(Text under study):

AI technology enables screening of billions of compounds to identify potential COVID-19 drugs

Research Excellence | Strategy 7: Research Support
Theme: Innovation
New visualization of the Covid-19 virus| Photo by Fusion Medical Animation on Unsplash

Ever wonder how Artificial Intelligence can help in the race to develop COVID-19 drugs? An interdisciplinary research team led by Dr. Art Cherkasov, Professor, UBC Department of Urologic Sciences, and Senior Scientist at the Vancouver Prostate Centre, give us an answer. The team used a machine learning drug discovery platform to screen a library of 40 billion compounds in search of potential inhibitors of SARS-CoV-2, Mpro. Mpro is a key coronavirus enzyme that has an important role in helping the virus survive and reproduce. This makes Mpro an attractive drug target for SARS-CoV-2.

(Extracted data):

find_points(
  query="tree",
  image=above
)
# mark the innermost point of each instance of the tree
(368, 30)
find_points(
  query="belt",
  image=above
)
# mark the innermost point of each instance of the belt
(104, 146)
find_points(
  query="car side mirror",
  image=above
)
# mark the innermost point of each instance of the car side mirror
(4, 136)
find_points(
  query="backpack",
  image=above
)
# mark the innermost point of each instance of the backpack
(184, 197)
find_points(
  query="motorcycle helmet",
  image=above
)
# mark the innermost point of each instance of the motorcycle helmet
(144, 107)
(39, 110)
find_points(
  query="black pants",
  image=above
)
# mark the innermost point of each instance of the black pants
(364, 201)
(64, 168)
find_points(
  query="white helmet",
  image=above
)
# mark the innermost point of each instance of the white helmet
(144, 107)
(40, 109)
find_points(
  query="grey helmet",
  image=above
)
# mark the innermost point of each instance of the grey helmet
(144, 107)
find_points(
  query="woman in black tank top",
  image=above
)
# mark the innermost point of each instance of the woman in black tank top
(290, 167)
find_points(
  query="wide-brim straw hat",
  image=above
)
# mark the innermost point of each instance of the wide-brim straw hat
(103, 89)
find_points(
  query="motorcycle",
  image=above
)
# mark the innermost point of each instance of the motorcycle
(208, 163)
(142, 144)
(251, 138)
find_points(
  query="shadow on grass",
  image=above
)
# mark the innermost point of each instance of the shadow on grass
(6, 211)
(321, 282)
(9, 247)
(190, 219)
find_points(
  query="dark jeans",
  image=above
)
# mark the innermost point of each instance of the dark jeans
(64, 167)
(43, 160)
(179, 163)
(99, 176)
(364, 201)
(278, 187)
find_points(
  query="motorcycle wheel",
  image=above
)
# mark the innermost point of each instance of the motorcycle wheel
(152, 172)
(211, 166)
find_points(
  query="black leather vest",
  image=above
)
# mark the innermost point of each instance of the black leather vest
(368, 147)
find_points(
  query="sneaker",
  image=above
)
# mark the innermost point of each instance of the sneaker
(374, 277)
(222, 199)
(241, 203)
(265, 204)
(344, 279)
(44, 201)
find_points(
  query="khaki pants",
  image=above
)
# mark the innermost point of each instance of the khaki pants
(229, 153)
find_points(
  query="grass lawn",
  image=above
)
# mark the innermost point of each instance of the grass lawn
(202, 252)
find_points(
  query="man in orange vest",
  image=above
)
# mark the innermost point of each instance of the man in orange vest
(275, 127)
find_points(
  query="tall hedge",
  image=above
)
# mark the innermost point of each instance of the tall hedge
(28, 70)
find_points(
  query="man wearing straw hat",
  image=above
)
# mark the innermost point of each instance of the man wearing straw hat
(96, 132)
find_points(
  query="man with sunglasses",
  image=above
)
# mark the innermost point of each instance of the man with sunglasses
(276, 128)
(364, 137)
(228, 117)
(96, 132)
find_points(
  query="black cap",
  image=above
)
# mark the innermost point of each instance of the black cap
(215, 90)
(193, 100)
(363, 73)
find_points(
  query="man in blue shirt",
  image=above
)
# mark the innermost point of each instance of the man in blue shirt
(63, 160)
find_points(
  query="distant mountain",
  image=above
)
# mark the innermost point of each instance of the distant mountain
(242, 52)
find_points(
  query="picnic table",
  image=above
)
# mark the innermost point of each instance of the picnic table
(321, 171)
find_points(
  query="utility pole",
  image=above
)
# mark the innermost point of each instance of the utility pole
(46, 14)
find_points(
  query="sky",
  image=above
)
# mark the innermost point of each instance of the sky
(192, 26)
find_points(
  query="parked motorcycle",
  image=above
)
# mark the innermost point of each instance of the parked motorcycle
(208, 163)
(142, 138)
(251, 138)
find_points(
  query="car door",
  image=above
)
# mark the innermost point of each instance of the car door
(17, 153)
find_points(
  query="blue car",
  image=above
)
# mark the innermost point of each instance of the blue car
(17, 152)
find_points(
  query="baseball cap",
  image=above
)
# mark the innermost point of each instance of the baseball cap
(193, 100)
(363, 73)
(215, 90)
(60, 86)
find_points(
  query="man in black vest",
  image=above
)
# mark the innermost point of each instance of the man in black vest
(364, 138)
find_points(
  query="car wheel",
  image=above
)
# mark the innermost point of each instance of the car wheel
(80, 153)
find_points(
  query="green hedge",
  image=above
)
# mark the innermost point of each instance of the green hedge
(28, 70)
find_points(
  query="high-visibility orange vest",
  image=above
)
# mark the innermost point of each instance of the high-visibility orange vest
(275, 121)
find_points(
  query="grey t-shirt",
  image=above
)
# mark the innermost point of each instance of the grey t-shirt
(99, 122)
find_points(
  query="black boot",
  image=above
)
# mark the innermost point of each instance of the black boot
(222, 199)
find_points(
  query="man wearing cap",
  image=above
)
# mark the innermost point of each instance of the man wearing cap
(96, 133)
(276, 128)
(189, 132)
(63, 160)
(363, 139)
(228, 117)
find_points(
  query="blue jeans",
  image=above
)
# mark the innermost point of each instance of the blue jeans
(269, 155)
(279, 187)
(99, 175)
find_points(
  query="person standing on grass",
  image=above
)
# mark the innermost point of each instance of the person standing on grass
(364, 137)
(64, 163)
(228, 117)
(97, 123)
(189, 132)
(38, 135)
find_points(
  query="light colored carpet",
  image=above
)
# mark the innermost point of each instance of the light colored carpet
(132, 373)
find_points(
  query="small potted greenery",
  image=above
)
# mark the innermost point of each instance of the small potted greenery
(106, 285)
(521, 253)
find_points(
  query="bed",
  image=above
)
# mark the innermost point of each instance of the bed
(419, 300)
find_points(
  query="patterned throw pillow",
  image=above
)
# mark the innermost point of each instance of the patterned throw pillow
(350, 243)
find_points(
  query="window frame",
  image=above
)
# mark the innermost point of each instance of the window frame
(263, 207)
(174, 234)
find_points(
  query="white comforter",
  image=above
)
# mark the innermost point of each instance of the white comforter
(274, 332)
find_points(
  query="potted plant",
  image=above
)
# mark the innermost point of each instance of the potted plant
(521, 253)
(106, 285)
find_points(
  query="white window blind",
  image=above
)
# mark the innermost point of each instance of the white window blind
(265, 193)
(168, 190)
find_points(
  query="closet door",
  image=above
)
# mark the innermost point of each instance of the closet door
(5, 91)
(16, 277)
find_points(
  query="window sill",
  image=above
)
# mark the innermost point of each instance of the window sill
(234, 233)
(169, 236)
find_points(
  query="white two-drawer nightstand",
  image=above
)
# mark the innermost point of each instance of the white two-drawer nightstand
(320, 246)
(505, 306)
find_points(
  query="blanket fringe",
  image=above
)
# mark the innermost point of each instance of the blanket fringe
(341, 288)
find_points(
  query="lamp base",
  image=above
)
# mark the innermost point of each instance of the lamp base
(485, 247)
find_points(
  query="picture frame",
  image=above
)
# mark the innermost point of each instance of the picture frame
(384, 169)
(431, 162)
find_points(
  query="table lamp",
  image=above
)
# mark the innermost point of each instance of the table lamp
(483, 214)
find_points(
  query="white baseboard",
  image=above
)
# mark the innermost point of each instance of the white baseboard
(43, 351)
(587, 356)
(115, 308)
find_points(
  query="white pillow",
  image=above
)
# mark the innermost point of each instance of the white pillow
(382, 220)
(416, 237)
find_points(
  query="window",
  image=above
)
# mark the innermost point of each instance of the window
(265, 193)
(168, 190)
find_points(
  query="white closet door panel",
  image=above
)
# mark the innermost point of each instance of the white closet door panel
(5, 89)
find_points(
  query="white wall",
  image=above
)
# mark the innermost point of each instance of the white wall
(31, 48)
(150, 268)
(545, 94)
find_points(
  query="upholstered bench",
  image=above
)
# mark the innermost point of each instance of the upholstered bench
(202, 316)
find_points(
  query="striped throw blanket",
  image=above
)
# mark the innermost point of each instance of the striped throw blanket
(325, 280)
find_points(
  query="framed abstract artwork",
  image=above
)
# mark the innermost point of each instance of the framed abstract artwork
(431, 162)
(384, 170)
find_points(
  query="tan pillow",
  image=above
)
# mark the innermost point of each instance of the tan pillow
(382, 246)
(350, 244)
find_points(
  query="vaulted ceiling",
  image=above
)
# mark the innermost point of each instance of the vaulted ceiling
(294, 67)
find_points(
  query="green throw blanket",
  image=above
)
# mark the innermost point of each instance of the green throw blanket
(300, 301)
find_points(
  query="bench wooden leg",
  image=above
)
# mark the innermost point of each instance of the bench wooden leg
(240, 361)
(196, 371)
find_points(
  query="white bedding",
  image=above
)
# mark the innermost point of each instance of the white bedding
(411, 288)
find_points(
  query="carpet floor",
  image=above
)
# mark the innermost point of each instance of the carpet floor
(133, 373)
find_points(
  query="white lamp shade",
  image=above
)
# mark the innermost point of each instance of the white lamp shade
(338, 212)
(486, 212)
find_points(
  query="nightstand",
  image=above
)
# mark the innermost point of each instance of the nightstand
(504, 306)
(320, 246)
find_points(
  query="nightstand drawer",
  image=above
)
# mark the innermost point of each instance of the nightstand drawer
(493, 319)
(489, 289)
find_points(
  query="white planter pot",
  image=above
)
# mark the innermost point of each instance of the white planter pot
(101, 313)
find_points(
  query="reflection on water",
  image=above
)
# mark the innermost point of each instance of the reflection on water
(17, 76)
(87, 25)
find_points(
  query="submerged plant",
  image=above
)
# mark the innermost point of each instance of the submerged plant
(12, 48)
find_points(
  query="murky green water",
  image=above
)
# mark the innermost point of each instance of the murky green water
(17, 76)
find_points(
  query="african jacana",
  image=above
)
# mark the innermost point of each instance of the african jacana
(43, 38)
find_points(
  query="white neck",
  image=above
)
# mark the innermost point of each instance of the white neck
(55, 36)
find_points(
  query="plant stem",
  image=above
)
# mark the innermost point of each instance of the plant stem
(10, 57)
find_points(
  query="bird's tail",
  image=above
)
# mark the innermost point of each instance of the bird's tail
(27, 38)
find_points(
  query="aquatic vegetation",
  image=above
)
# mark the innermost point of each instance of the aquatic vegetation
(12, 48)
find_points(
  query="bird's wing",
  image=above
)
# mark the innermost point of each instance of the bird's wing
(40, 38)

(What to work on):
Answer these questions about the article on AI screening for COVID-19 drugs:
1. What theme is the article listed under?
2. How many compounds were in the library the team screened?
3. Which SARS-CoV-2 enzyme did the team seek inhibitors of?

(Written response):
1. Innovation.
2. 40 billion.
3. Mpro.